### ДАННЫЙ ТЕКСТ
Во всяком случае слова Байрона относительно Pycco дышат неподдельной искренностью и восхищением.

Байрон заново перечитывает Руссо на берегах Женевского озера, но, повидимому, совершенно преодолевает реакционную сторону руссоизма. Руссо говорит в «Эмиле», книге, посвященной воспитанию нового человека: «Существовать — значит чувствовать, чувствительность предшествует сознанию и оберегает его. Чувство развивается в нас раньше, нежели создалось понятие или идея. Чувство и идея — это предметы тождественные, разница только в способе нашего занятия ими. Когда занятые предметом мы размышляем о себе, то это будет идея, добытая посредством рефлексии, а когда мы заняты получаемым впечатлением, а мыслим о предмете посредством, рефлексии, — то это будет чувство».

В дальнейшем Гарольд отказывается от этой слепой порабощенности чувства, как Байрон в четвертой песне отказывается от Руссо: «Будем же мыслить смело, постыдным отречением от разума был бы отказ от права мыслить. Свободная мысль — это наше последнее и единственное прибежище, по крайней мере для меня это всегда будет так. Хотя со дня нашего рождения и вхождения в человеческое общество способность мысли, как прометеевский огонь, стремятся погасить, бросить в цепи, тюрьму и подвергнуть пыткам. Свободная критическая мысль подавляется, подвергается гонению, ее окружают мраком, чтобы сияние истины не стало доступным миллионам неподготовленных умов. И все-таки свет разумной мысли станет достоянием всех, ибо время и искусство научат видеть и слепых».

Если Байрон отошел от Руссо, как от писателя, влияния которого он им не отрицал, то о другом французском писателе, герой которого был несомненным предком Чайльд Гарольда, Байрон упомянул только однажды иронической строчкой «Бронзового века». Шатобриан, автдр «Ренэ», был для Байрона только «фабрикантом жития святых».

За два года до смерти Байрона Шатобриан писал в «Замогильных записках» о своем великом современнике: «Мы оба вожди литературных школ — он английской, а я французской. Мы оба путешествовали по Востоку. Пути наши пересекались, но мы никогда не виделись друг с другом. У нас были общие идеи. Почти одинаковая участь, если не одинаковые житейские повадки. „Ренэ“ опередил „Чайльд Гарольда“; Байрон, читающий и цитирующий всех современных французских поэтов, конечно, не может не знать меня. Отчего же он имел слабость ни разу не назвать моего имени? Неужели он боялся, умалить себя в глазах потомства, только, потому, что фара, зажженная на моей галльской ладье, указала кораблю Альбиона пути по морям, не исследованным дотоле».

Поэт реакции, считавший себя профессором монархической науки, писавший для королей пособия по овладению тронами, спаситель христианской религии — Шатобриан невероятно забавен в этой обиде на английского лорда — карбонария, безбожника, за которым международная полиция «священного союза» установила гласное и негласное, наблюдение, едва он успел появиться на континенте. Как бы ответом Шатобриану звучат слова четвертой песни «Чайльд Гарольда»: «Наследственные рабы, разве вы не знаете, что ваша свобода есть ваше собственное дело? Научитесь наносить удары, ибо победа может быть одержана только вашей рукой. Ни галльские герои, ни московские цари вас не спасут, ибо правительства, побеждая друг друга, вовсе не хлопочут о вашей свободе».


Байрон поселился на берегу Женевского озера, на вилле Диодати. Вилла Диодати принадлежала когда-то гуманистическому философу. Диодати когда-то принимал у себя автора «Потерянного и возвращенного рая», Мильтона. Вилла была овеяна преданиями о старинной борьбе швейцарцев за политическую независимость и за свободу совести. Вилла Диодати была выбрана, Байроном не случайно. Четыре месяца провел Байрон на берегах Женевского озера. К этому швейцарскому периоду его жизни относится создание третьей песни «Чайльд Гарольда». Там написаны были «Шильонский узник» и драматическая поэма «Манфред», именно первые ее части; третья часть «Манфреда» была дописана уже в Венеции.

### ЗАДАНИЯ
A – Сколько месяцев, согласно тексту о Байроне, он провел на берегах Женевского озера?
B – Скопируйте без изменений фрагмент текста о Байроне между «Байрон поселился на» и «уже в Венеции.» включительно.

### ПРЕДОСТАВЛЕННЫЕ МАТЕРИАЛЫ
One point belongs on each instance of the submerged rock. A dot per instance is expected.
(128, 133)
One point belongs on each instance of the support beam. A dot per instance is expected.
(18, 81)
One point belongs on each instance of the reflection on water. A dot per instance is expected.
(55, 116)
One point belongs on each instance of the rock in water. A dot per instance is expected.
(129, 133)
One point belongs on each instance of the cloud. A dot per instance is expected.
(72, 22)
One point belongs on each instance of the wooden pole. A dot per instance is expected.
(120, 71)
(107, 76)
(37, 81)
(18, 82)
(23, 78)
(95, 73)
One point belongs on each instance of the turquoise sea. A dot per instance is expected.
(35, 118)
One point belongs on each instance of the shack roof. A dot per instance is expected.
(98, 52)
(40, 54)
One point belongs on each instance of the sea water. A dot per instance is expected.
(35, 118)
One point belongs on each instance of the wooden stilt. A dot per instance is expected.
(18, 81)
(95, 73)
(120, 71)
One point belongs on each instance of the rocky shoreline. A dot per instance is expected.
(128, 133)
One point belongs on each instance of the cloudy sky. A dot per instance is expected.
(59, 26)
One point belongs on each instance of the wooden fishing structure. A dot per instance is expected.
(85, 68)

...

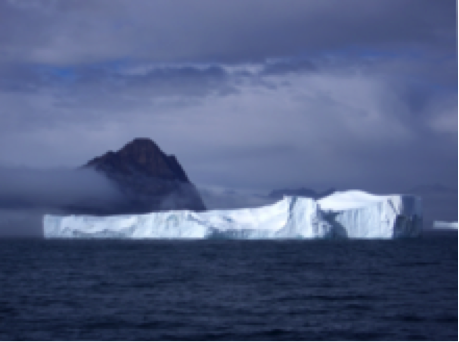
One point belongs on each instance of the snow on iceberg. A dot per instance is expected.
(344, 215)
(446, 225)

==

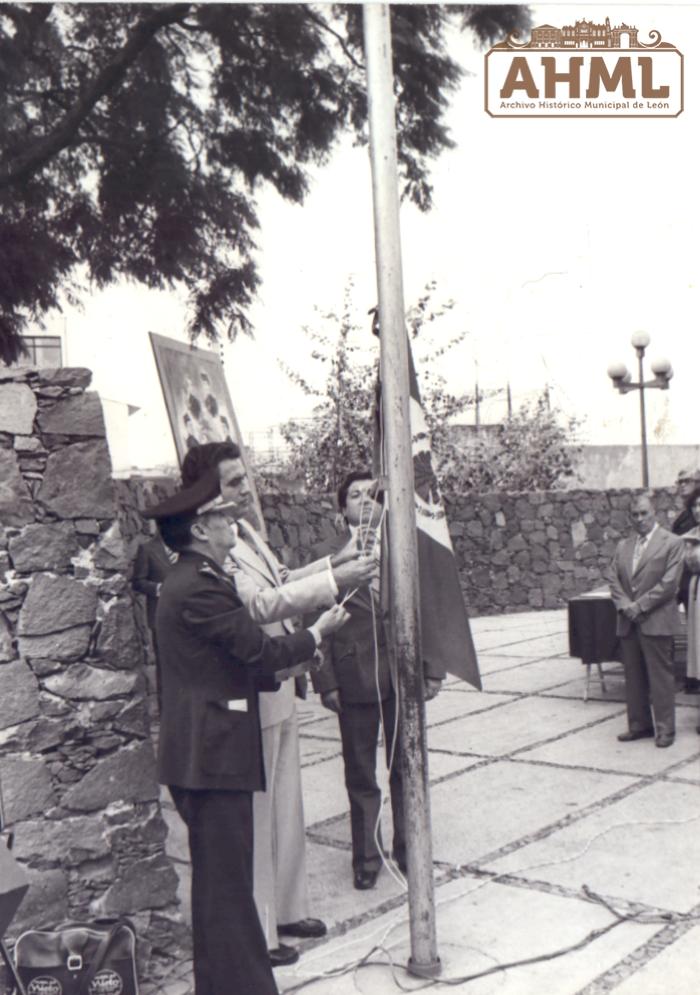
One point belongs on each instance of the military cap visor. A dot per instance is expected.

### РЕЗУЛЬТАТЫ ВЫПОЛНЕНИЯ
A – Четыре месяца.

B –
Байрон поселился на берегу Женевского озера, на вилле Диодати. Вилла Диодати принадлежала когда-то гуманистическому философу. Диодати когда-то принимал у себя автора «Потерянного и возвращенного рая», Мильтона. Вилла была овеяна преданиями о старинной борьбе швейцарцев за политическую независимость и за свободу совести. Вилла Диодати была выбрана, Байроном не случайно. Четыре месяца провел Байрон на берегах Женевского озера. К этому швейцарскому периоду его жизни относится создание третьей песни «Чайльд Гарольда». Там написаны были «Шильонский узник» и драматическая поэма «Манфред», именно первые ее части; третья часть «Манфреда» была дописана уже в Венеции.